Copy out the material below line for line, changing nothing.

────────────────

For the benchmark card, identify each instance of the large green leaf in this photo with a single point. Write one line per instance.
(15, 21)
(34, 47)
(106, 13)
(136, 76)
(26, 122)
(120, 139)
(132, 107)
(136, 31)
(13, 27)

────────────────

Output for this task ▸
For the benchmark card, identify each instance of the large green leaf in this photo with a single point. Write one line per instance.
(15, 21)
(34, 47)
(106, 13)
(136, 76)
(26, 122)
(120, 139)
(132, 107)
(136, 31)
(13, 27)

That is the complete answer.